Goal of the exercise =>
Wherever the string "after" appears in the records, return the line that holds it.

-- Data shown follows --

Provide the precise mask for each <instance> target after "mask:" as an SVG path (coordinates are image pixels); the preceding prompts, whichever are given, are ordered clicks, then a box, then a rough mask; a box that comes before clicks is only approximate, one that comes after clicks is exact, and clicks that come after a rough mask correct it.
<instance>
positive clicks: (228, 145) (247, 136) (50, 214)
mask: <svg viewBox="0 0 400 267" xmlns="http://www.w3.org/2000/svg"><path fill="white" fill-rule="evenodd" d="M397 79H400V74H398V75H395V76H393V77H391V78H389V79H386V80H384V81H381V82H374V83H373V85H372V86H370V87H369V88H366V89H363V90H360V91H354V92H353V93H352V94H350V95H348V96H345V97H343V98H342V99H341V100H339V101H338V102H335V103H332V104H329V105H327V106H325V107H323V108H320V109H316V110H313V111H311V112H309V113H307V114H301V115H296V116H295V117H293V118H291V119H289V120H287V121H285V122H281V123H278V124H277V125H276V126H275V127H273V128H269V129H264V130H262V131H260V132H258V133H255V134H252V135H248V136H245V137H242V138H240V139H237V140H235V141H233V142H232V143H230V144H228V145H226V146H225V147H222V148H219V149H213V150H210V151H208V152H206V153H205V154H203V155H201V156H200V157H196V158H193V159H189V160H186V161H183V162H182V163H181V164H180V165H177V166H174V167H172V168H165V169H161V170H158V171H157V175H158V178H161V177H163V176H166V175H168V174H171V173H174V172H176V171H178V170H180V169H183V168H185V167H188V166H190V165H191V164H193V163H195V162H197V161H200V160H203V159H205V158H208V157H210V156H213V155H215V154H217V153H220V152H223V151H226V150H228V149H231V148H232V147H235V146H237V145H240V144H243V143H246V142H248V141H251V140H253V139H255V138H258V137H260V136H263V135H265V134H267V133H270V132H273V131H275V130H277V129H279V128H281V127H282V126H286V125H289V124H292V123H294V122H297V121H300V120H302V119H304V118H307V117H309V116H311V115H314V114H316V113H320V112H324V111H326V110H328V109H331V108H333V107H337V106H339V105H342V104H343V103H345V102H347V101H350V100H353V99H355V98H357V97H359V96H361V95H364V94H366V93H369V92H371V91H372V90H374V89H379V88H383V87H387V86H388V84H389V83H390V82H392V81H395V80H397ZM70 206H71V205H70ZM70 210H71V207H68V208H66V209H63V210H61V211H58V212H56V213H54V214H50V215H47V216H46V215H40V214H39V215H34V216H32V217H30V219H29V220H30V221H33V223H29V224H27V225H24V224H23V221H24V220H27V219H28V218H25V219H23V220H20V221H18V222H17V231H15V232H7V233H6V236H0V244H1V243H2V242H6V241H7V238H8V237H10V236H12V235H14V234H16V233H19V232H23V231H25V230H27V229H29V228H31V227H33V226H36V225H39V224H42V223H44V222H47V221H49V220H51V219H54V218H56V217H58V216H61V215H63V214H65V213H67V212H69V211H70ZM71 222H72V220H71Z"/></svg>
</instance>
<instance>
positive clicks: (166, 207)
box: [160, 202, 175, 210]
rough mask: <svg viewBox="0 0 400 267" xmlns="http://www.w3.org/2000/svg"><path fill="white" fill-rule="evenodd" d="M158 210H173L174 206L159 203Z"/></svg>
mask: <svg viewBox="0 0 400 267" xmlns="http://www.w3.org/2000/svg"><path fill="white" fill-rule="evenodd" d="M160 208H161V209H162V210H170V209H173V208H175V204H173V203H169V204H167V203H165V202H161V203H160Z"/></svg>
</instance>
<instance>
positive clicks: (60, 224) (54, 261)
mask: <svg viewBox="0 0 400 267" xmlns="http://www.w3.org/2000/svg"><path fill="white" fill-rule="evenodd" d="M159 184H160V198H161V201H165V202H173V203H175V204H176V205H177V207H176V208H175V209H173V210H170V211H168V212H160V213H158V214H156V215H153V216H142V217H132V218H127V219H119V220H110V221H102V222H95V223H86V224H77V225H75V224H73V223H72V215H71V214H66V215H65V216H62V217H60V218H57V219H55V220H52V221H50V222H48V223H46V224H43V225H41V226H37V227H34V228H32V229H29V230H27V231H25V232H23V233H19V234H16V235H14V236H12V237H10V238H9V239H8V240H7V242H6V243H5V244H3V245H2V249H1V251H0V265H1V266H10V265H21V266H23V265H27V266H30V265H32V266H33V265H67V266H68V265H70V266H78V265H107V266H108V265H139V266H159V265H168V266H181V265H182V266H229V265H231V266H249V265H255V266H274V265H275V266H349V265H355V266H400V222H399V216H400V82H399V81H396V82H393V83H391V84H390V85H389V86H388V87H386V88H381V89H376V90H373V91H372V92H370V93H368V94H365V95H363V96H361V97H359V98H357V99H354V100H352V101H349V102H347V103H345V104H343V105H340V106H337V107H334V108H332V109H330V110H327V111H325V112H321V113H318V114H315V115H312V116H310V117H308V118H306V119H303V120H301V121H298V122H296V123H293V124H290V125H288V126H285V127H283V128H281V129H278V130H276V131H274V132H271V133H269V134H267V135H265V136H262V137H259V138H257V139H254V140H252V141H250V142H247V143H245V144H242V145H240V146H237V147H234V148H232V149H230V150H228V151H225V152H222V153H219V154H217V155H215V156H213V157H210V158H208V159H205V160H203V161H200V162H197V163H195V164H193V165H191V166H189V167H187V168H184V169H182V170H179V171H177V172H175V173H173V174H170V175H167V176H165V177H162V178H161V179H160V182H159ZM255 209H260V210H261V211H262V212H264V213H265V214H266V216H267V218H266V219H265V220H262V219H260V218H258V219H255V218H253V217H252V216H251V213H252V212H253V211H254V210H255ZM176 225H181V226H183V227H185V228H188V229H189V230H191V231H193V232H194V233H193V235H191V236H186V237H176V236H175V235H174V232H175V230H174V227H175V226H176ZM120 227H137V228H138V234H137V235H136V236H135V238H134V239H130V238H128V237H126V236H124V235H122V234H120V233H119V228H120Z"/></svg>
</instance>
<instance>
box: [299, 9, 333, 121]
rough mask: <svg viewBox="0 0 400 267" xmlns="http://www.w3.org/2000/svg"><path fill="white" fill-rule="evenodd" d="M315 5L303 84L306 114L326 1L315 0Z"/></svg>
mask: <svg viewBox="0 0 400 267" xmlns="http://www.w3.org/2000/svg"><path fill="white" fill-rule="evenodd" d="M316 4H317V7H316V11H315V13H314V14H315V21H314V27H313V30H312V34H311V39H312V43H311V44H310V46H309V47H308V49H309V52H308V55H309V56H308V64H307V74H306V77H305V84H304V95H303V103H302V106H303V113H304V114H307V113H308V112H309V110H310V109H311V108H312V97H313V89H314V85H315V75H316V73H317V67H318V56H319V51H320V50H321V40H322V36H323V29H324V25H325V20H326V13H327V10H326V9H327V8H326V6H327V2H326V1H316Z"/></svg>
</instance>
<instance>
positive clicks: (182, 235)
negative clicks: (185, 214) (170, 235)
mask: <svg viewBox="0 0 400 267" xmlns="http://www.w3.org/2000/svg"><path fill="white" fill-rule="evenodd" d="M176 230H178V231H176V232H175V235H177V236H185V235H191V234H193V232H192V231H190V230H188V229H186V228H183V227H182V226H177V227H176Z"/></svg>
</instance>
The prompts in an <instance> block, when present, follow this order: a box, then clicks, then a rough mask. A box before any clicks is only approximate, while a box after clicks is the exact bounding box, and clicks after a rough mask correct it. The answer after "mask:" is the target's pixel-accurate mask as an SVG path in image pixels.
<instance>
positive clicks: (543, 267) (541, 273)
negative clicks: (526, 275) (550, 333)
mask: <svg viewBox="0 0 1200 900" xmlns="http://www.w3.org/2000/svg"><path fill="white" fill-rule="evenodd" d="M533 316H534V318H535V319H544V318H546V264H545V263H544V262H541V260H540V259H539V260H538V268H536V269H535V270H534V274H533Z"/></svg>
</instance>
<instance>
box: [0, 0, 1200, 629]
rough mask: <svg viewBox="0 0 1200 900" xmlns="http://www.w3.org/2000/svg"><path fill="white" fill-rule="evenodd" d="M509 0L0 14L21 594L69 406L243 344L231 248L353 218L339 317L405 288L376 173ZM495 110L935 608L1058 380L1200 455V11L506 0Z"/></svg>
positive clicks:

-- Data shown concluded --

Response =>
Provide the precise mask for each <instance> target after "mask:" as an SVG path (coordinates are image pixels); the preceding prompts, whichever are given, are ordered clicks, then a box, then a rough mask; a box that comes before clicks is only approximate, one that comes after clicks is exact, and clicks that come after a rough mask correct it.
The prompts in an <instance> block, when present, follow this order: a box, then clicks, then a rough mask. A box before any clicks is only approximate, while a box after clicks is the exact bounding box, and clicks after a rough mask correct it. The answer after "mask:" is the target's pixel-accurate mask as an SVG path in image pixels.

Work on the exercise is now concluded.